=== GIVEN RECORDS ===

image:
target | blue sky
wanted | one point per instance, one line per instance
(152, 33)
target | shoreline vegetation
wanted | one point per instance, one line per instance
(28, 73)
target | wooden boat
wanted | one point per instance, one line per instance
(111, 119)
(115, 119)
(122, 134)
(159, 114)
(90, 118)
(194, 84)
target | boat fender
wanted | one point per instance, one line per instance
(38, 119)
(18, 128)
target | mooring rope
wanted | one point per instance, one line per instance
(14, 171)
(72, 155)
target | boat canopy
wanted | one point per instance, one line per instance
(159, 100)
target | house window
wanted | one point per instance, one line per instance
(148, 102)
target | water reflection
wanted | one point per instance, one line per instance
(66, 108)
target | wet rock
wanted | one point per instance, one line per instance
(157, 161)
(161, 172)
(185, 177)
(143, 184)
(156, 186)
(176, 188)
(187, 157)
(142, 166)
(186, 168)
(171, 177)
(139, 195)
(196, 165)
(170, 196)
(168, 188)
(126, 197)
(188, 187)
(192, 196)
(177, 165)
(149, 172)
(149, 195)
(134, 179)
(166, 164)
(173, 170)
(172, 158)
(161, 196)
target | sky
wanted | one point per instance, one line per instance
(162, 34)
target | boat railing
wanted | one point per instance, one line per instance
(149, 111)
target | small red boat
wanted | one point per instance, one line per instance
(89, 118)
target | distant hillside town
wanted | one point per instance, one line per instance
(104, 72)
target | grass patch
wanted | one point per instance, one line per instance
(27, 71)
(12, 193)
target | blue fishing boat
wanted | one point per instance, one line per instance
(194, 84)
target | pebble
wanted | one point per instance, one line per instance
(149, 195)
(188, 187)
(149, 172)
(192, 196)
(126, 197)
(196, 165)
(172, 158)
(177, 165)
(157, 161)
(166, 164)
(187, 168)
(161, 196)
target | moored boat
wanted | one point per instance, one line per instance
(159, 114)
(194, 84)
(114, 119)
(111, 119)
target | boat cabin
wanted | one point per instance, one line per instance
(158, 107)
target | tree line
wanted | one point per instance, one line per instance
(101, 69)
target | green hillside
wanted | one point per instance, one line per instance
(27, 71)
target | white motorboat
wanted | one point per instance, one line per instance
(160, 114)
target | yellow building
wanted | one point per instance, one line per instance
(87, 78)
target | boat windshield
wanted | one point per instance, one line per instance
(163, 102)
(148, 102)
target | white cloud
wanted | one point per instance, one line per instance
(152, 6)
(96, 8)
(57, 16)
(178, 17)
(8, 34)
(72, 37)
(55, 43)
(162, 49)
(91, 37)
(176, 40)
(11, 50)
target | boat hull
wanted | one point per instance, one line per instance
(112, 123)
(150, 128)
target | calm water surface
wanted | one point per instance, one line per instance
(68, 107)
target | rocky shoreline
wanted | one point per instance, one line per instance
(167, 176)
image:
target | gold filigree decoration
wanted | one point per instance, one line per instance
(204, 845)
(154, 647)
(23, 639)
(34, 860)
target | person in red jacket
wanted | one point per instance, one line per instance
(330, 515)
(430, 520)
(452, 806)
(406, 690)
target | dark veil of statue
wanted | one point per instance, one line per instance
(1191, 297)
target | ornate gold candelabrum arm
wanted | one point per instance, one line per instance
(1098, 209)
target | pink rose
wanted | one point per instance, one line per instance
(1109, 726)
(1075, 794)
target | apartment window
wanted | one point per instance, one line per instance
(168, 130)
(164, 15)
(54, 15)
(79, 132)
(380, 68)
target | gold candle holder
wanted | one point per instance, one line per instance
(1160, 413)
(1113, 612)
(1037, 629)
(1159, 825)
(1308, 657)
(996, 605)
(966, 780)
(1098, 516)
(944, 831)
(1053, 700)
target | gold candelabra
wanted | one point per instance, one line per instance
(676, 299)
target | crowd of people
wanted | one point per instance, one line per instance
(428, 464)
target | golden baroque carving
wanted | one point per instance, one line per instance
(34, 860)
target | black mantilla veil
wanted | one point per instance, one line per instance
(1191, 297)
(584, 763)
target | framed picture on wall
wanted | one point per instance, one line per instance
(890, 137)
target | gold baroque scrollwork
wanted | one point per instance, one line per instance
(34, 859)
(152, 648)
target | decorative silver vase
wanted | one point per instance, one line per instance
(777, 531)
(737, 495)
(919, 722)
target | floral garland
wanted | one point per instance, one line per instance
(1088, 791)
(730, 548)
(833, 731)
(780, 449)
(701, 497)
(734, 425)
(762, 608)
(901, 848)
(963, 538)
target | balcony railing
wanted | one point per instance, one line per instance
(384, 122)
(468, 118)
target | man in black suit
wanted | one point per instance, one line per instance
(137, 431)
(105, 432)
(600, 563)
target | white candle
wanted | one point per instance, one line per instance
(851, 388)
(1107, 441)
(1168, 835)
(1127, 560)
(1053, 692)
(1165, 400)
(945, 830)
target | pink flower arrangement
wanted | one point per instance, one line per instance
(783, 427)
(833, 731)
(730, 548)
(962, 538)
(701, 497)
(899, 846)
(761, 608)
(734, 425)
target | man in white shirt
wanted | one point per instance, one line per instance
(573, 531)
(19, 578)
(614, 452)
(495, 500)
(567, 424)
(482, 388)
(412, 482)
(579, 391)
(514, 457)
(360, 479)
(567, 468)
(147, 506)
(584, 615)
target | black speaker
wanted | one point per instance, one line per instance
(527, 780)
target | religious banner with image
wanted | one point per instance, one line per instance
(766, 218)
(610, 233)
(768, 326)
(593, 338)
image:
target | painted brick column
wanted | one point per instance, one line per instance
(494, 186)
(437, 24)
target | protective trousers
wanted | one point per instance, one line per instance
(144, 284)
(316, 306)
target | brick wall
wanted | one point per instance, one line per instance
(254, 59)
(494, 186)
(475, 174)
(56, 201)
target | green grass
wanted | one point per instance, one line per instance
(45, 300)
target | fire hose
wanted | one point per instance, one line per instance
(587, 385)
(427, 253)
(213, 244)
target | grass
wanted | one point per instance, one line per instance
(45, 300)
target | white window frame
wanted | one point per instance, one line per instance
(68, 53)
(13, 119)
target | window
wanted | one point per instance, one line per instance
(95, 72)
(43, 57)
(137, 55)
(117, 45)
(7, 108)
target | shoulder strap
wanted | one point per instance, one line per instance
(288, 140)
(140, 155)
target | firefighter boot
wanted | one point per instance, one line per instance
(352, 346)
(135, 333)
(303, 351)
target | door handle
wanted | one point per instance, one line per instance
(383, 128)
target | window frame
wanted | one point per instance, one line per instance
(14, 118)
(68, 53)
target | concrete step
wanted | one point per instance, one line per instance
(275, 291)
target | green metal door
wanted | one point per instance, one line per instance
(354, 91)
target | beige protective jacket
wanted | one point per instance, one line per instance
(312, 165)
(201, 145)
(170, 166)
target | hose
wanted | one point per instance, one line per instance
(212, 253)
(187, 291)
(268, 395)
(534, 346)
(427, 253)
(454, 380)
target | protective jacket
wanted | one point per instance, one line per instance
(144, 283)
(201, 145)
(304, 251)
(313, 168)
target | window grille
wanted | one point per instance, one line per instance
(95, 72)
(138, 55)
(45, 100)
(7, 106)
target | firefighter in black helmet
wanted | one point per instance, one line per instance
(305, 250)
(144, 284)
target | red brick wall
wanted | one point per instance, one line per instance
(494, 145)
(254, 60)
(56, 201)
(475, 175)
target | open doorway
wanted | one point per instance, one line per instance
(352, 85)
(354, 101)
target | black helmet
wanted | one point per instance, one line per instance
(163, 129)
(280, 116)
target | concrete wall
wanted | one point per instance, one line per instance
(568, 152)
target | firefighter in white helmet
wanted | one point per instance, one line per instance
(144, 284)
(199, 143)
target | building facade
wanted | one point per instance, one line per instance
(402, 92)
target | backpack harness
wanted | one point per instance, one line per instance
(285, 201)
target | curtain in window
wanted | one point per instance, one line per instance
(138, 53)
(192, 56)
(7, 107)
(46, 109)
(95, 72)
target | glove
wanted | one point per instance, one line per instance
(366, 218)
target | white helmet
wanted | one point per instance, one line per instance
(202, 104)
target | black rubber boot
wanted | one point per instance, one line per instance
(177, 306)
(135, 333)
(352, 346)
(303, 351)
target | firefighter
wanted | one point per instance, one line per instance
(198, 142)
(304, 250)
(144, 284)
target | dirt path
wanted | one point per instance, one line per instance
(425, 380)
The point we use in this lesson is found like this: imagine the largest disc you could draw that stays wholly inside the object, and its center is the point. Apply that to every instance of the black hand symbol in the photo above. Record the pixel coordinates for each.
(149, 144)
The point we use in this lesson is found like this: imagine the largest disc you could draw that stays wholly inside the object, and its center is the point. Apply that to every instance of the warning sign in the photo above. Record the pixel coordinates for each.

===

--- DO THIS ---
Copy the stretch from the line containing "target | green hillside" through the line containing "(1075, 794)", and swap "statue" for "sculpture". Change nothing else.

--- IN RESPONSE ---
target | green hillside
wanted | one point per instance, one line per instance
(27, 71)
target | white motorboat
wanted | one point per instance, one line per instance
(160, 114)
target | yellow building
wanted | one point per instance, one line per instance
(87, 78)
target | boat windshield
wanted | one point per instance, one line per instance
(163, 102)
(148, 102)
target | white cloud
wanted | one point per instance, one line per instance
(152, 6)
(96, 8)
(57, 16)
(178, 17)
(8, 34)
(72, 37)
(55, 43)
(162, 49)
(91, 37)
(176, 40)
(11, 50)
target | boat hull
wanted | one point per instance, one line per instance
(112, 123)
(150, 128)
target | calm water surface
wanted | one point per instance, one line per instance
(68, 107)
target | rocky shoreline
wanted | one point per instance, one line per instance
(167, 176)
image:
target | gold filigree decoration
wanted | one point per instance, one line per instance
(204, 845)
(154, 647)
(23, 639)
(34, 860)
target | person in red jacket
wanted | one point per instance, one line per instance
(330, 515)
(430, 520)
(452, 806)
(406, 690)
target | dark veil of sculpture
wanted | one point per instance, one line per instance
(1191, 297)
target | ornate gold candelabrum arm
wanted | one point per instance, one line per instance
(1098, 209)
target | pink rose
wanted | one point per instance, one line per instance
(1109, 726)
(1075, 794)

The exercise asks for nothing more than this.